__The exercise__: Can you rewrite the material below, swapping each "even-odd rule" for "nonzero winding rule" and leaving everything else untouched?

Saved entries
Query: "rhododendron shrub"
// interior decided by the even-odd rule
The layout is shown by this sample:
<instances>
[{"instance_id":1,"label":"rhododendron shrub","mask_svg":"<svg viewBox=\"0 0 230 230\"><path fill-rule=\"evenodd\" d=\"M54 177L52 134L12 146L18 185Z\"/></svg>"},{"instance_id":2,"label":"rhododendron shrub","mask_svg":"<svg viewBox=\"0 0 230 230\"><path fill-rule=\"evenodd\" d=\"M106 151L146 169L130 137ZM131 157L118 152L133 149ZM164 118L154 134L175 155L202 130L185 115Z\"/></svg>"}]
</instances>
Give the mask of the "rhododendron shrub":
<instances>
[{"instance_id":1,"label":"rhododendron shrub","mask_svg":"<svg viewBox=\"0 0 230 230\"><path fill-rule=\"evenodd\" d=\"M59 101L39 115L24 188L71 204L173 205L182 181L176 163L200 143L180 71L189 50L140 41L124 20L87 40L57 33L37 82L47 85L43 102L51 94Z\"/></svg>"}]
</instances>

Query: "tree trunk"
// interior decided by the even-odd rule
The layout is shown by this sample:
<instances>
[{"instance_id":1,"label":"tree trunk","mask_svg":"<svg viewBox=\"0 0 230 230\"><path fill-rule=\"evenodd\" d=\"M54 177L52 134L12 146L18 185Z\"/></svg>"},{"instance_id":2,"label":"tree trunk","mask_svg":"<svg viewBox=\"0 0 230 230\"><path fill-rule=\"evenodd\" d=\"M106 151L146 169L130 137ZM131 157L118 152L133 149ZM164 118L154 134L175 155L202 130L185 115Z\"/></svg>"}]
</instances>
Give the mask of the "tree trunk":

__Task output__:
Query: "rhododendron shrub"
// interior decided by the nonzero winding rule
The layout is shown by this sample:
<instances>
[{"instance_id":1,"label":"rhododendron shrub","mask_svg":"<svg viewBox=\"0 0 230 230\"><path fill-rule=\"evenodd\" d=\"M54 177L52 134L12 146L18 185Z\"/></svg>"},{"instance_id":2,"label":"rhododendron shrub","mask_svg":"<svg viewBox=\"0 0 230 230\"><path fill-rule=\"evenodd\" d=\"M106 151L146 169L130 137ZM131 157L118 152L133 149ZM164 118L154 134L175 155L202 130L185 115Z\"/></svg>"}]
</instances>
Give the mask of the "rhododendron shrub":
<instances>
[{"instance_id":1,"label":"rhododendron shrub","mask_svg":"<svg viewBox=\"0 0 230 230\"><path fill-rule=\"evenodd\" d=\"M59 101L39 115L24 188L71 204L173 205L182 181L176 163L200 143L180 71L189 50L140 41L124 20L87 40L57 33L37 82L47 85L43 102L51 94Z\"/></svg>"}]
</instances>

Query: "tree trunk"
// interior decided by the nonzero winding rule
The layout is shown by this sample:
<instances>
[{"instance_id":1,"label":"tree trunk","mask_svg":"<svg viewBox=\"0 0 230 230\"><path fill-rule=\"evenodd\" d=\"M54 177L52 134L12 146L18 185Z\"/></svg>"},{"instance_id":2,"label":"tree trunk","mask_svg":"<svg viewBox=\"0 0 230 230\"><path fill-rule=\"evenodd\" d=\"M106 151L146 169L130 137ZM131 157L118 152L133 149ZM164 118L154 134L175 155L202 130L185 115Z\"/></svg>"}]
</instances>
Give the mask of the "tree trunk":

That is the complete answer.